Stated problem: Render every one of the rows below as a numbered list, omitting blank lines.

A run of rows:
════════

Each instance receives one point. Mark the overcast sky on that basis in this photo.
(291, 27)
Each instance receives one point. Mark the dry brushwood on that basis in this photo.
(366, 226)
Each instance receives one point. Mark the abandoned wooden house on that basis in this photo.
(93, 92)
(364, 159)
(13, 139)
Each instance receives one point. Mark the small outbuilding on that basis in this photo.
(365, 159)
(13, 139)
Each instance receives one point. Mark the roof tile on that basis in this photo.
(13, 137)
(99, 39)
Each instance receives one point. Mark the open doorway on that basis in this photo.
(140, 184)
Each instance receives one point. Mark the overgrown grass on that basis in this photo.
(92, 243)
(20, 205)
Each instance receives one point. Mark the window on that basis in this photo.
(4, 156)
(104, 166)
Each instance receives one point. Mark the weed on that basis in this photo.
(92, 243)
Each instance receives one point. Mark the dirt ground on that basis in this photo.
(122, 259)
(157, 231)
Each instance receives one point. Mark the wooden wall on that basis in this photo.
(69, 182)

════════

Solution below:
1. Each instance receives one point. Mark the overcast sky on that basis in this photo.
2. (291, 27)
3. Each instance receives one point. Mark the dry brushwood on that basis in this photo.
4. (366, 226)
5. Each instance receives one point. Mark the abandoned wooden house on that basis in this photo.
6. (93, 92)
7. (364, 159)
8. (13, 139)
9. Each instance receives one point. Mark the small outbuilding on that basis in this photo.
10. (365, 159)
11. (13, 139)
12. Each instance receives one point. Mark the roof tile on that basis in this photo.
13. (13, 137)
14. (99, 39)
15. Each instance receives one point. Mark the open doorway on that basis in this photo.
16. (140, 184)
17. Each instance receives one point. Mark the overgrown grass on that basis in this photo.
18. (92, 243)
19. (20, 205)
20. Each instance receives one point. Mark the window on that basis in this photo.
21. (4, 156)
22. (104, 166)
23. Each instance receives one point. Mark the weed on that basis in this photo.
24. (92, 243)
25. Each instance receives one point. Mark the dirt ground on that basis in this photo.
26. (122, 259)
27. (157, 231)
28. Each instance receives one point. Mark the wooden wall on that basis in this photo.
29. (69, 182)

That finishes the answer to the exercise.